## SET TASK
Copy out the material below with every "instance" renamed to "occurrence" and nothing else altered, leaving out the pictures.

━━━━━ INPUT RECORDS ━━━━━

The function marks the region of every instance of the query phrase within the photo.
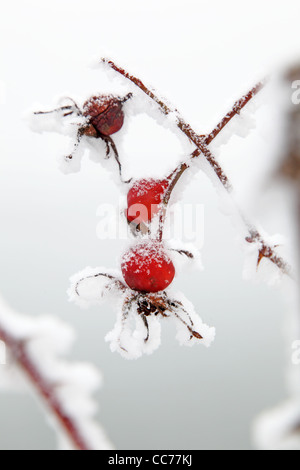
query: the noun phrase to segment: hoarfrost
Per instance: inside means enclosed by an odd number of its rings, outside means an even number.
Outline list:
[[[14,312],[0,298],[0,337],[1,334],[11,357],[9,363],[0,368],[0,387],[10,386],[15,390],[20,383],[26,384],[26,390],[33,392],[46,411],[47,421],[59,436],[64,436],[63,440],[60,439],[60,448],[69,449],[73,445],[59,420],[51,414],[51,405],[48,405],[52,400],[59,403],[65,417],[76,423],[90,448],[111,449],[104,432],[94,421],[97,404],[92,395],[101,384],[98,370],[88,363],[72,363],[60,357],[69,352],[74,342],[72,328],[50,315],[34,318]],[[24,366],[18,362],[15,348],[19,345],[35,368],[37,383],[28,378]],[[38,393],[39,381],[51,390],[49,403]]]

━━━━━

## ANSWER TO THE TASK
The function marks the region of every occurrence of the query phrase within the photo.
query: the noun phrase to segment: hoarfrost
Per occurrence: inside means enclosed by an odd number of its rings, outside means an even number.
Outline list:
[[[14,312],[0,298],[0,337],[1,334],[11,357],[9,363],[0,368],[0,387],[10,386],[15,390],[20,383],[26,384],[26,390],[33,392],[46,411],[47,421],[59,436],[64,436],[63,440],[60,439],[60,448],[69,449],[73,445],[59,420],[51,414],[51,405],[48,405],[52,400],[59,403],[65,417],[76,423],[90,448],[111,449],[104,432],[94,421],[97,404],[92,395],[101,384],[98,370],[88,363],[72,363],[60,357],[69,352],[74,342],[72,328],[50,315],[34,318]],[[24,366],[18,362],[15,348],[19,345],[35,368],[37,383],[28,378]],[[38,393],[39,381],[51,390],[49,403]]]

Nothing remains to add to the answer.